Exercise aim:
Your task is to return the span of lines beginning at the one with "the dark picture" and ending at the last line of the data, exactly as it stands.

--*--

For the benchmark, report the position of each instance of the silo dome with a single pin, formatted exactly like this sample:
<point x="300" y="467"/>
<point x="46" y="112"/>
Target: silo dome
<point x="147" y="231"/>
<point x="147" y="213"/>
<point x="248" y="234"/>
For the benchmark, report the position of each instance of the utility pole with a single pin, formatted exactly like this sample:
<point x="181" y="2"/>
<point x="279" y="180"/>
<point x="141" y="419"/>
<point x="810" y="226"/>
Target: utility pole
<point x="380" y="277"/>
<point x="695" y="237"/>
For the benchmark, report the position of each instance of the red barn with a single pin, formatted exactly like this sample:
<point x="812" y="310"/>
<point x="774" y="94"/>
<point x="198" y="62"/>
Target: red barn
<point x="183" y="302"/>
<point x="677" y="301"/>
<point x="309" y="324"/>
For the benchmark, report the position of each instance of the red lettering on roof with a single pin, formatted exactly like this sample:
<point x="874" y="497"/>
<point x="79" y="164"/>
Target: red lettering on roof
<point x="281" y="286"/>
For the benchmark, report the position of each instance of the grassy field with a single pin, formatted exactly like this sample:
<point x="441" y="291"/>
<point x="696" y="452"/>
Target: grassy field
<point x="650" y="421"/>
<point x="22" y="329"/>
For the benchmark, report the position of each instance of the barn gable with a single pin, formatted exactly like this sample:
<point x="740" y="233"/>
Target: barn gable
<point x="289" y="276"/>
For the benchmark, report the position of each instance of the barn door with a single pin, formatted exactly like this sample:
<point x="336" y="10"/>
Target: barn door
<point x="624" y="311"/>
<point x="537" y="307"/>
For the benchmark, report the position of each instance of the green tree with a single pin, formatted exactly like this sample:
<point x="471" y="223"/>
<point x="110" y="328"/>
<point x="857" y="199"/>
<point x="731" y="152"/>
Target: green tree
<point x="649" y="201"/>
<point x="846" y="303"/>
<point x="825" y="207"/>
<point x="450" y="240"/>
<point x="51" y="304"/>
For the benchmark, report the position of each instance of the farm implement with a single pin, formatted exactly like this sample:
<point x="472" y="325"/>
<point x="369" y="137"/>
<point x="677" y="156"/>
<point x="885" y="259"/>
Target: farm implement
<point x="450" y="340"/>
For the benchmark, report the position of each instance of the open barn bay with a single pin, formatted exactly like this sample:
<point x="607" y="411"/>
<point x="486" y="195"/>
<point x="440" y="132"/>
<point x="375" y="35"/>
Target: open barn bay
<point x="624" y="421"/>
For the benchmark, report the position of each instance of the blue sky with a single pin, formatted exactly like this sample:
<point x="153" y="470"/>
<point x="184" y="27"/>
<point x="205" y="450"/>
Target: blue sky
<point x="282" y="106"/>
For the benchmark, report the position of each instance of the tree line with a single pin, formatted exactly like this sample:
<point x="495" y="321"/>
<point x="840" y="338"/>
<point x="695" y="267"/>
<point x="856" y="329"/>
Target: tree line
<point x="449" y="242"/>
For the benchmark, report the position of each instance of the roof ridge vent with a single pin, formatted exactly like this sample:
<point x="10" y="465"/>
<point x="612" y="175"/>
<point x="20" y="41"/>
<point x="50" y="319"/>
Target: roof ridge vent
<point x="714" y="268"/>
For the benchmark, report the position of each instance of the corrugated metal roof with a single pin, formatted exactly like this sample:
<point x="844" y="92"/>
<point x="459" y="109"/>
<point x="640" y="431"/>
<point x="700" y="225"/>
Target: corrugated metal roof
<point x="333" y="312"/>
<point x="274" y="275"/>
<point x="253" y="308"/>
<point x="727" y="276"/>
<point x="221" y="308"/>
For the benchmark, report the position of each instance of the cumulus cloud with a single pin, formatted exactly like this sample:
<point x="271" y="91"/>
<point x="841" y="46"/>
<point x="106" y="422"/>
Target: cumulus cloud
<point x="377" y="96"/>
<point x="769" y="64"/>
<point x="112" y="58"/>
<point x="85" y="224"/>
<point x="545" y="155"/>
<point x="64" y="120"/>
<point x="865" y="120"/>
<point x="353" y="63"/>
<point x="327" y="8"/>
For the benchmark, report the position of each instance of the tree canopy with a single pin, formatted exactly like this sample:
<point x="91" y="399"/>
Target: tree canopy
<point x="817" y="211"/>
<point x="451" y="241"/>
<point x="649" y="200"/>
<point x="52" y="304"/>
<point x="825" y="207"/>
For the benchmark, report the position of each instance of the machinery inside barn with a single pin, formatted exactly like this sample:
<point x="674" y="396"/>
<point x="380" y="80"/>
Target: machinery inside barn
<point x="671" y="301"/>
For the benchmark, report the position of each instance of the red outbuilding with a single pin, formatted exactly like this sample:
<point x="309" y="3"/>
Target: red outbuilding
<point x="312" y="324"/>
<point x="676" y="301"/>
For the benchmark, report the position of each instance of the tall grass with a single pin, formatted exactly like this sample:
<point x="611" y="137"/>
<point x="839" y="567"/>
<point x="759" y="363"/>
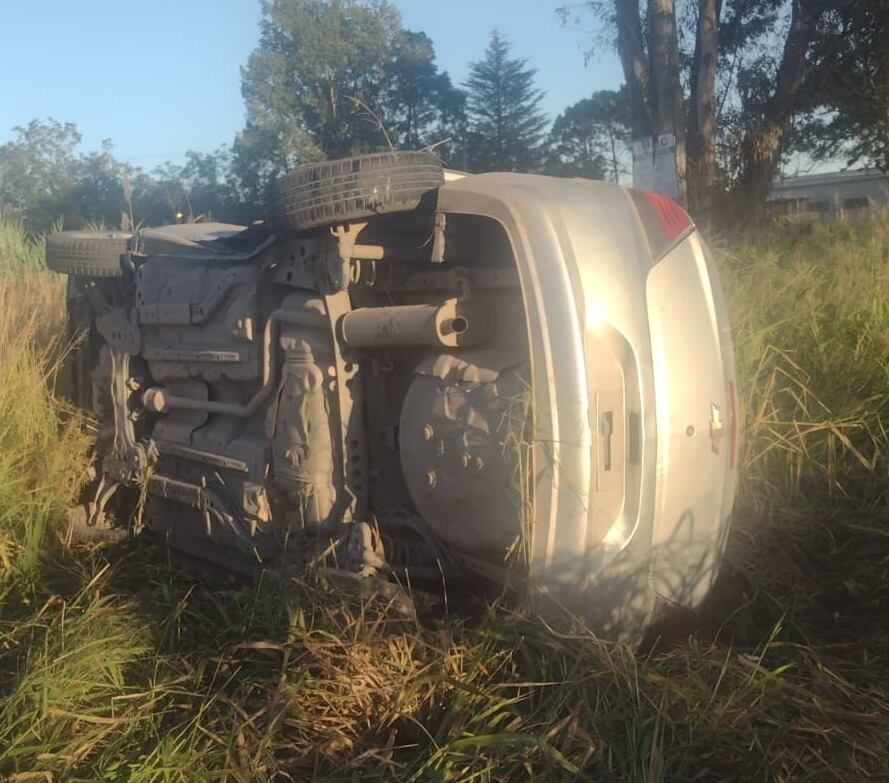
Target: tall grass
<point x="116" y="667"/>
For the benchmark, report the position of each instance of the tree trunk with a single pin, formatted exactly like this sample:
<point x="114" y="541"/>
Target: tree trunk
<point x="631" y="48"/>
<point x="656" y="96"/>
<point x="702" y="119"/>
<point x="761" y="145"/>
<point x="668" y="109"/>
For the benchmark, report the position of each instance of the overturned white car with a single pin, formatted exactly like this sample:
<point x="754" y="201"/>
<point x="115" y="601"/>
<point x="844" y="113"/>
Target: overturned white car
<point x="524" y="380"/>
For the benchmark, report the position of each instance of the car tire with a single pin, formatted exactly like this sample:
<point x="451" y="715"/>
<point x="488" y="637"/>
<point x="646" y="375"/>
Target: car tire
<point x="350" y="189"/>
<point x="87" y="253"/>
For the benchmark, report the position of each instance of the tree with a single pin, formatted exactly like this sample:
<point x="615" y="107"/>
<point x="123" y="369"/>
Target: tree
<point x="420" y="102"/>
<point x="332" y="78"/>
<point x="745" y="72"/>
<point x="313" y="56"/>
<point x="846" y="97"/>
<point x="506" y="126"/>
<point x="590" y="138"/>
<point x="38" y="169"/>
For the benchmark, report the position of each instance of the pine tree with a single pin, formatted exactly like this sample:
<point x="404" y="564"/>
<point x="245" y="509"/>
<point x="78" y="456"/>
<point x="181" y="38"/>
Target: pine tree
<point x="506" y="124"/>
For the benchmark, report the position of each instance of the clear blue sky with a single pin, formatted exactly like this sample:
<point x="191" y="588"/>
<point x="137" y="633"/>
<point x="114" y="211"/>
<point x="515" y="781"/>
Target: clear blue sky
<point x="162" y="76"/>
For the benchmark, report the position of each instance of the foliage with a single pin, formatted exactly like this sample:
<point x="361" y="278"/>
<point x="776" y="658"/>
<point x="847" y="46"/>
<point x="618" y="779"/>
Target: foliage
<point x="116" y="665"/>
<point x="847" y="97"/>
<point x="506" y="126"/>
<point x="44" y="179"/>
<point x="591" y="138"/>
<point x="337" y="78"/>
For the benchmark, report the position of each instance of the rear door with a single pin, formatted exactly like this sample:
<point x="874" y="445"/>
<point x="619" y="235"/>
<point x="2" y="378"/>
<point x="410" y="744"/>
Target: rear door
<point x="694" y="391"/>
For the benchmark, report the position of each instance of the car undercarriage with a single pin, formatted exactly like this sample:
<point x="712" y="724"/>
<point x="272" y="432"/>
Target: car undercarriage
<point x="355" y="394"/>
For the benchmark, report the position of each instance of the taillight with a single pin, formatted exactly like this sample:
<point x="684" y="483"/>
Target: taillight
<point x="732" y="425"/>
<point x="664" y="220"/>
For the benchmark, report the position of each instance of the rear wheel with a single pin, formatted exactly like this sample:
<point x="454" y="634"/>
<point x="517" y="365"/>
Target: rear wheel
<point x="342" y="191"/>
<point x="87" y="253"/>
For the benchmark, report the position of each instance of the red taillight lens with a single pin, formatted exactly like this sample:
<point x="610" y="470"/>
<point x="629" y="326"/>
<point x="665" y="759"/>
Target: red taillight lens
<point x="732" y="425"/>
<point x="664" y="220"/>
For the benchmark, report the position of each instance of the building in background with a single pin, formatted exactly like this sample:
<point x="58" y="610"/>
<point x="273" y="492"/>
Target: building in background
<point x="834" y="195"/>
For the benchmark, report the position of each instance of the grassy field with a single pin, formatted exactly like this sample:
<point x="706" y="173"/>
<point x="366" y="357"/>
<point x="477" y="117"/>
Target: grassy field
<point x="114" y="666"/>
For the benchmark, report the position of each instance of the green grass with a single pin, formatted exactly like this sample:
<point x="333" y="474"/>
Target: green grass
<point x="114" y="666"/>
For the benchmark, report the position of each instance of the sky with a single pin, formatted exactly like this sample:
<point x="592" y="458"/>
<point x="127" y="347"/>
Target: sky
<point x="163" y="76"/>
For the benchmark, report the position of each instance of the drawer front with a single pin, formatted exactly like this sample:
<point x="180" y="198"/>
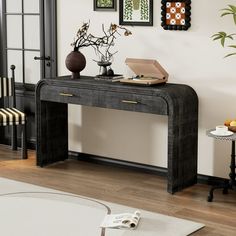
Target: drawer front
<point x="68" y="95"/>
<point x="105" y="99"/>
<point x="135" y="102"/>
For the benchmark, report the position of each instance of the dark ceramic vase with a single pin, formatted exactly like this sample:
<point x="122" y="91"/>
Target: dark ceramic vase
<point x="75" y="62"/>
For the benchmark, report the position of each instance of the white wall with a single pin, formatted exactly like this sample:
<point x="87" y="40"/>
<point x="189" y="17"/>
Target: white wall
<point x="190" y="57"/>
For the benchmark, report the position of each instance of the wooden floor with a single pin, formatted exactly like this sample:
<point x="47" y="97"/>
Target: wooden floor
<point x="127" y="187"/>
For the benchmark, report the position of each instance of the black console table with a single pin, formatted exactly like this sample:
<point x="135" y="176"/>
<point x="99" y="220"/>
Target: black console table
<point x="179" y="102"/>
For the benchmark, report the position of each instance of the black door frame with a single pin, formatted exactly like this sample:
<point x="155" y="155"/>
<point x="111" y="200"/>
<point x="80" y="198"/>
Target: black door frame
<point x="48" y="38"/>
<point x="25" y="93"/>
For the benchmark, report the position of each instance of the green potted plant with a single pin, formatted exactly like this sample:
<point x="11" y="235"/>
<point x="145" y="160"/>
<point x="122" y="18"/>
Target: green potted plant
<point x="223" y="36"/>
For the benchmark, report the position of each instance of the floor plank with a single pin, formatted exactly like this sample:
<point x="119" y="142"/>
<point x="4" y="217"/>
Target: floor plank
<point x="127" y="187"/>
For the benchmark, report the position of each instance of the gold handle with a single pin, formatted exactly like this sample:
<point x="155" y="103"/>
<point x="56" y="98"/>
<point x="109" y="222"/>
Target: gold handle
<point x="129" y="101"/>
<point x="66" y="94"/>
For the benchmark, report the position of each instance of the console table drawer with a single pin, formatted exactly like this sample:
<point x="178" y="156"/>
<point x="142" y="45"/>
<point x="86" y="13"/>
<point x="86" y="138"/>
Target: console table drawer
<point x="134" y="102"/>
<point x="105" y="99"/>
<point x="68" y="95"/>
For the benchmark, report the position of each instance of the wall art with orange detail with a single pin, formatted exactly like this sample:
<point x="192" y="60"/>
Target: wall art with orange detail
<point x="176" y="14"/>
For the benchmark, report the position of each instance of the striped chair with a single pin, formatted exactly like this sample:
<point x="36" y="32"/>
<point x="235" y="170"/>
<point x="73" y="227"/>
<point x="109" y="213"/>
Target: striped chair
<point x="9" y="114"/>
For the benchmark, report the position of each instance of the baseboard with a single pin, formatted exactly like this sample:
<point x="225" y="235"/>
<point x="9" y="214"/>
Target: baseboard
<point x="161" y="171"/>
<point x="31" y="143"/>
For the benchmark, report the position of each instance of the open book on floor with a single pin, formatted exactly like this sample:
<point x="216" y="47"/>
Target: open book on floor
<point x="122" y="221"/>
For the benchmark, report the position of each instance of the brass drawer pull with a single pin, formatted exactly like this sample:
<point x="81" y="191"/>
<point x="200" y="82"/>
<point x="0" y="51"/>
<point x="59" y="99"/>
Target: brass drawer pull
<point x="129" y="101"/>
<point x="66" y="94"/>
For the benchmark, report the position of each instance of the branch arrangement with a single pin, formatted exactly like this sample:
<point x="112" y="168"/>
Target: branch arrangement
<point x="102" y="45"/>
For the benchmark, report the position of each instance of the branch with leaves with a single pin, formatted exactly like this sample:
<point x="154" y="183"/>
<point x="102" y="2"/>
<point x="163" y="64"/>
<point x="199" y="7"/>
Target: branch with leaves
<point x="102" y="45"/>
<point x="223" y="36"/>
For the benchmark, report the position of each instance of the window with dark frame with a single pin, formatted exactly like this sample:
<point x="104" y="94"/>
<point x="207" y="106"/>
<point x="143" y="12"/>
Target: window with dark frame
<point x="21" y="38"/>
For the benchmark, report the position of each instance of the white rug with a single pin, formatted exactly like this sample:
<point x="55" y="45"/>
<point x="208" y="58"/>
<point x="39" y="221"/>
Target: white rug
<point x="30" y="210"/>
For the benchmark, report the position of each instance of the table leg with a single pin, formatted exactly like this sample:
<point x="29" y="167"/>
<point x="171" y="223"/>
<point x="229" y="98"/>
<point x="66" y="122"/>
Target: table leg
<point x="229" y="183"/>
<point x="232" y="166"/>
<point x="52" y="132"/>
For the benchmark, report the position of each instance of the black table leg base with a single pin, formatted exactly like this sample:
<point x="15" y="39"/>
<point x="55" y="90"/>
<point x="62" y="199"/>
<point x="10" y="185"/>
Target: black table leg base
<point x="225" y="188"/>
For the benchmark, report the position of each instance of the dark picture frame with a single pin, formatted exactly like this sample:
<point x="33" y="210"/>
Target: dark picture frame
<point x="176" y="14"/>
<point x="104" y="5"/>
<point x="136" y="12"/>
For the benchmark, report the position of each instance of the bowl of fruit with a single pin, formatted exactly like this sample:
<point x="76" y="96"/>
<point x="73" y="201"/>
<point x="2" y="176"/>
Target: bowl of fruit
<point x="231" y="124"/>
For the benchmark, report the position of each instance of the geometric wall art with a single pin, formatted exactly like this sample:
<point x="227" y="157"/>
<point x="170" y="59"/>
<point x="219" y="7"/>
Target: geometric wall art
<point x="104" y="5"/>
<point x="176" y="14"/>
<point x="136" y="12"/>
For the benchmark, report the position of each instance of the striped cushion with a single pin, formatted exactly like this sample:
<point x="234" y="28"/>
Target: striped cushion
<point x="11" y="116"/>
<point x="6" y="87"/>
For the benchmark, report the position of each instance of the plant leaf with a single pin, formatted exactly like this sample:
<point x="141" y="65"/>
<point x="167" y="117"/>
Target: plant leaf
<point x="232" y="46"/>
<point x="216" y="37"/>
<point x="233" y="8"/>
<point x="234" y="16"/>
<point x="222" y="41"/>
<point x="226" y="13"/>
<point x="231" y="54"/>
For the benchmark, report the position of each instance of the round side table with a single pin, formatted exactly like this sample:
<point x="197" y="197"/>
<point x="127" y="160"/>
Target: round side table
<point x="231" y="183"/>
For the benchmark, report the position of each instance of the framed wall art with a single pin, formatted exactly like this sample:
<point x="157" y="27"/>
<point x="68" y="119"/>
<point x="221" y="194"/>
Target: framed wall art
<point x="104" y="5"/>
<point x="176" y="14"/>
<point x="136" y="12"/>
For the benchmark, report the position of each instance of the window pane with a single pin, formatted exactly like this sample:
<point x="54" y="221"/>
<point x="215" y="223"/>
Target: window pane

--*--

Task result:
For the benchmark, report the position of each instance of the dark picture frame with a single pin, formatted exactly like this sample:
<point x="33" y="210"/>
Target: dark picture frame
<point x="176" y="14"/>
<point x="104" y="5"/>
<point x="136" y="12"/>
For the benchmark, report the position of each instance of the bowl of fruit with a single pin, formatted exactly like this sample:
<point x="76" y="96"/>
<point x="73" y="201"/>
<point x="2" y="176"/>
Target: bowl of fruit
<point x="231" y="124"/>
For the benchmark, report the position of each instance of the geometric wall art with a single pin, formatted exactly like this sample:
<point x="227" y="157"/>
<point x="170" y="59"/>
<point x="219" y="7"/>
Target: geometric wall art
<point x="104" y="5"/>
<point x="176" y="14"/>
<point x="136" y="12"/>
For the benchmark, report the position of each instance of the striped cushion with a single pin, formatted exactly like this sample:
<point x="234" y="28"/>
Target: striped cushion
<point x="11" y="116"/>
<point x="6" y="87"/>
For the benchmark, report the position of each instance of the plant leaf with a single pin, formatted exactly like this sample:
<point x="141" y="65"/>
<point x="167" y="117"/>
Target: plant leaf
<point x="232" y="46"/>
<point x="216" y="37"/>
<point x="233" y="8"/>
<point x="234" y="16"/>
<point x="222" y="41"/>
<point x="226" y="13"/>
<point x="231" y="54"/>
For the benchmark, report the position of each instance of the round side table with a single pin, formatted exactly like this sample:
<point x="197" y="197"/>
<point x="127" y="160"/>
Target: round side table
<point x="231" y="183"/>
For the benchmark, report the position of each instance of the framed wall art with a single pin, formatted exactly like this sample:
<point x="157" y="27"/>
<point x="68" y="119"/>
<point x="221" y="194"/>
Target: framed wall art
<point x="104" y="5"/>
<point x="176" y="14"/>
<point x="136" y="12"/>
For the benchmark, report the position of each instance of the window pane with a single pin, formatted exactly like this sample:
<point x="54" y="221"/>
<point x="215" y="223"/>
Target: window pane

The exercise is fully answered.